* _WORK INSTRUCTIONS_:
1. In the street kids article, what proposal discussed by the Town Council did Assistant Commissioner Narelle Beer reject?
2. Copy the part of the street kids article starting at "Assistant Commissioner Narelle" and ending at "notify Territory Families.".

* _SOURCE EXTRACT_:
Street kids: What cops can do

Above: photo from our archive.

Assistant Commissioner Narelle Beer (pictured) says if police were to locate youths as young as eight roaming the streets at night unsupervised, they “would utilise their powers pursuant to the Care and Protection of Children Act and ensure the youth is conveyed to a responsible person (under the Act) and notify Territory Families.
“We encourage all parents or family members to know where their children are at all times,” says Comm. Beer in response to questions from the Alice Springs News after she rejected proposals for a youth curfew discussed by the Town Council.
What are the police’s obligations with respect to juveniles at risk, we asked her.
She replied via a spokesperson: “Police have a number of options and obligations regarding at risk youth.
“This includes moving that child to a safe place pursuant to the Care and Protection Children Act, engagement with parents and families, referral to Territory Families via identified referral systems or direct engagement with Territory Families with options for on call and on duty staff in Alice Springs.”

* _DATA LINES_:

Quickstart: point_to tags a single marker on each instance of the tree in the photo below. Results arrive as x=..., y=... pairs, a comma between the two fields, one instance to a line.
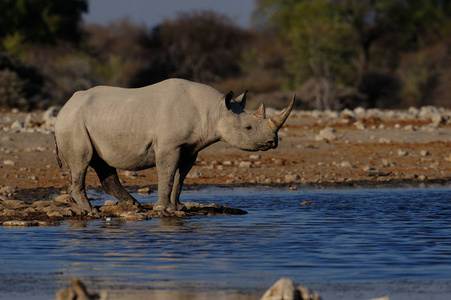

* _TASK RESPONSES_:
1. She rejected proposals for a youth curfew.

2.
Assistant Commissioner Narelle Beer (pictured) says if police were to locate youths as young as eight roaming the streets at night unsupervised, they “would utilise their powers pursuant to the Care and Protection of Children Act and ensure the youth is conveyed to a responsible person (under the Act) and notify Territory Families.